## Problem details
When you reach the line that contains "pin: the fire in" in the data below, copy it and every line after it exactly, adding nothing.

(Dataset excerpts)
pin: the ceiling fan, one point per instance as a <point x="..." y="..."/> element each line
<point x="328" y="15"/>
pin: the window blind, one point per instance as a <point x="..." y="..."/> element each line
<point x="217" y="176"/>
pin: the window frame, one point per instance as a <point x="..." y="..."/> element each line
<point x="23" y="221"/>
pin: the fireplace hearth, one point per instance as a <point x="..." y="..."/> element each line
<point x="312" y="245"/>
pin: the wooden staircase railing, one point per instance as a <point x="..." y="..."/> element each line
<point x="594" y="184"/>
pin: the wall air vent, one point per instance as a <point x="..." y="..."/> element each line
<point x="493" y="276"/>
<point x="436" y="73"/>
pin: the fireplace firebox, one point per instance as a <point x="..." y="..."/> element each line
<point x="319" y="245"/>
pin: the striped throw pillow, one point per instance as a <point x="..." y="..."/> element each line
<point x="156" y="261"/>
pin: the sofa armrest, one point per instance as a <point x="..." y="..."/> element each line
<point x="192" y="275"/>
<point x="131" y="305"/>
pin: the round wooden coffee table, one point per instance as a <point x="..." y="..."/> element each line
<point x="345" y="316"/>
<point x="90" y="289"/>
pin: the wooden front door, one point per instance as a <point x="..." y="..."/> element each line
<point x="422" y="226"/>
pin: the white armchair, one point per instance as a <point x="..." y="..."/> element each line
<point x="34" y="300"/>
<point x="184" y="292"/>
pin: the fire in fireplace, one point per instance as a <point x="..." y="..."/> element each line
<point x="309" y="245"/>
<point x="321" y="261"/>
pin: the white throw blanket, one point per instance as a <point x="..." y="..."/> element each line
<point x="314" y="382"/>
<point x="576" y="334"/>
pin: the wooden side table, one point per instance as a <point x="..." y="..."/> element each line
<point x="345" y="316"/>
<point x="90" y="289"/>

## Output below
pin: the fire in fireplace, one point per instance as a <point x="..." y="..."/> element each line
<point x="309" y="245"/>
<point x="321" y="261"/>
pin: the white throw blanket, one point per instance as a <point x="..." y="..."/> element each line
<point x="314" y="382"/>
<point x="576" y="334"/>
pin: the wooden side table, one point per instance as a <point x="..." y="..."/> element each line
<point x="345" y="316"/>
<point x="90" y="289"/>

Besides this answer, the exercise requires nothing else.